> What you need to do:
Quote each of the items below word for word, leaving the pictures out of your answer.

** start Dataset records **

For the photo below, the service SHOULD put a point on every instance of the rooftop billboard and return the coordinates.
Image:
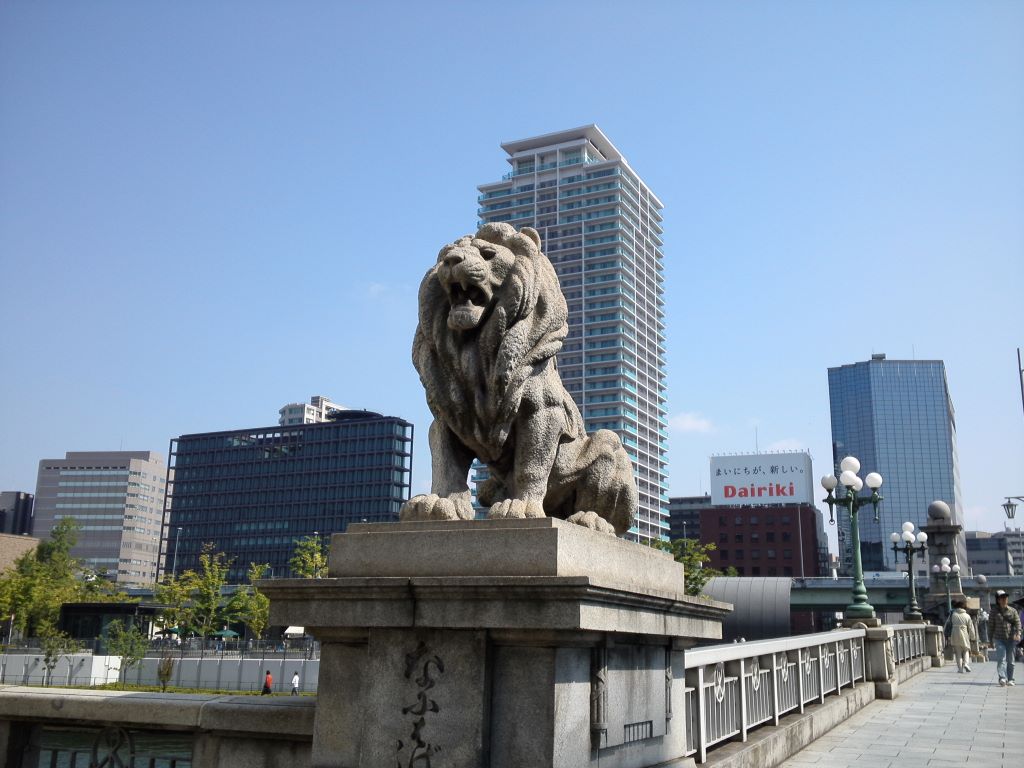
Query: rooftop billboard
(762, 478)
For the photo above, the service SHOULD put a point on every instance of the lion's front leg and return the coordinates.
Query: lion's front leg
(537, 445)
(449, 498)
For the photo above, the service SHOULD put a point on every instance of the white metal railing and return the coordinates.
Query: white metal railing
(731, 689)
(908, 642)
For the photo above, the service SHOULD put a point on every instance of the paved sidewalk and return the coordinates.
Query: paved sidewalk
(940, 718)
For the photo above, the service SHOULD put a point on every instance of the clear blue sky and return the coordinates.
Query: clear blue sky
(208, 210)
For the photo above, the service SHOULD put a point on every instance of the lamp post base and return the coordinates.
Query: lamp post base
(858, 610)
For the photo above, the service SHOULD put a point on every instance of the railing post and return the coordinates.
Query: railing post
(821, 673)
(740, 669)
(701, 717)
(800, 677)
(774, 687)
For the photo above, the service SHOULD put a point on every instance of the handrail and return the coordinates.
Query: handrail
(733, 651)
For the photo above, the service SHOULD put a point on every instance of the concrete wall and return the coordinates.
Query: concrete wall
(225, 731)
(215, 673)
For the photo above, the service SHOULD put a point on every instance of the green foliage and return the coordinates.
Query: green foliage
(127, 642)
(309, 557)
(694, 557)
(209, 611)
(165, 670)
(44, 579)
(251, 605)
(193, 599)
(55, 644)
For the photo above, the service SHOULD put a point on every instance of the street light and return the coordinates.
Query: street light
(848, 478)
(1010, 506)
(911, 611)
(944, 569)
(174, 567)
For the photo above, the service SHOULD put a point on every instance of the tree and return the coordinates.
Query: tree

** end Dataset records **

> Result for this task:
For the photo below, the service SHOULD put a point on every instance of the rooftop billboard and return the coordinates.
Image:
Query: rooftop billboard
(762, 478)
For the photo above, the service SHOULD put a point on every instance of the lion's front leg and return the coordinates.
Query: lion's front leg
(537, 445)
(449, 498)
For the photo above, the service SHOULD put a point on every instance of the white metal railing and return the coordinates.
Query: white metal railing
(731, 689)
(908, 642)
For the photo above, the service SHOULD put a point on every instance of the paved sidewalk and return the coordinates.
Query: paved sidewalk
(940, 718)
For the photo above, the service SHOULD put a point on every instance of the clear blue sky and return the coordinates.
Query: clear blue sky
(208, 210)
For the photo above, the service SHOULD put a point on every instance of the lamp post base and return the coordinates.
Query: lamp post base
(858, 610)
For the photo above, the service SHOULD put a point on every instance of the railing post and return the coordinates.
Query: railing post
(821, 673)
(740, 669)
(701, 717)
(800, 677)
(774, 687)
For the photo above, the service SHOULD put a point on every instance of the handrail and return the coordinates.
Query: handrail
(733, 651)
For the photo above, the service SHOULD put a point on every instance of the concrete wall and return the coordinates.
Query: concrete wall
(225, 731)
(215, 673)
For the photo above, the service SHOULD put a point on every instance of the green foliage and return the coordinates.
Query: green foliage
(127, 642)
(309, 557)
(694, 557)
(209, 611)
(165, 670)
(44, 579)
(251, 605)
(193, 599)
(55, 644)
For the photo above, the service SHOULD put a point on every instance of the street light and return the coordinates.
Query: street light
(848, 478)
(1010, 506)
(911, 611)
(944, 569)
(174, 567)
For the photo above, the service SHOULD put a point on every instance of the tree and return the coordinates.
Query: tree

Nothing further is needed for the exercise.